### Excerpt to read:
------------------------------------------------
[Gluster-devel] Wrong assumptions about disperse

Mon Jun 20 07:08:57 UTC 2016

Hi Shyam,

On 17/06/16 15:59, Shyam wrote:
> On 06/17/2016 04:59 AM, Xavier Hernandez wrote:
>
> Firstly, thanks for the overall post, was informative and helps clarify
> some aspects of EC.
>
>> AFAIK the real problem of EC is the communications
>> layer. It adds a lot of latency and having to communicate simultaneously
>> and coordinate 6 or more bricks has a big impact.
>
> Can you elaborate this more? Is this coordination cost lesser if EC is
> coordinated from the server side graphs? (like leader/follower models in
> JBR)? I have heard some remarks about a transaction manager in Gluster,
> that you proposed, how does that help/fit in to resolve this issue?

I think one of the big problems is in the communications layer. I did 
some tests some time ago with unexpected results. On a pure distributed 
volume with a single brick mounted through FUSE on the same server that 
contains the brick (no physical network communications happen) I did the 
following tests:

* Modify protocol/server to immediately return a buffer of 0's for all 
readv requests (I virtually disable all server side xlators for readv 
requests).

Observed read speed for a dd with bs=128 KB: 349 MB/s
Observed read speed for a dd with bs=32 MB (multiple 128KB readv 
requests in parallel): 744 MB/s

* Modify protocol/client to immediately return a buffer of 0's for all 
readv requests (this avoids all RPC/networking code for readv requests).

Observed read speed for bs=128 KB: 428 MB/s
Observed read speed for bs=32 MB: 1530 MB/s

* An iperf reported a speed of 4.7 GB/s

The network layer seems to be adding a high overhead, specially when 
many requests are sent in parallel. This is very bad for disperse.

I think the coordination effort will be similar in the server side with 
current implementation. If we use the leader approach, coordination will 
be much easier/fast in theory. However all communications will be 
directed to a single server. That could make the communications problem 
worse (I haven't tested any of this, though).

The transaction approach was thought with the idea of moving fop sorting 
to the server side, without having to explicitly take locks on the 
client. This would reduce the number of network round-trips and should 
reduce the latency, improving overall performance.
------------------------------------------------
### Dataset content:
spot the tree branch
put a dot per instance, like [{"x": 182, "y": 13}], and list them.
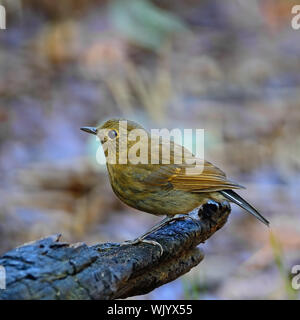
------------------------------------------------
### What the task asks:
Can you write out the passage of the Gluster post on disperse above, starting with "I think the" and going on through "improving overall performance."?

### Written response:
I think the coordination effort will be similar in the server side with 
current implementation. If we use the leader approach, coordination will 
be much easier/fast in theory. However all communications will be 
directed to a single server. That could make the communications problem 
worse (I haven't tested any of this, though).

The transaction approach was thought with the idea of moving fop sorting 
to the server side, without having to explicitly take locks on the 
client. This would reduce the number of network round-trips and should 
reduce the latency, improving overall performance.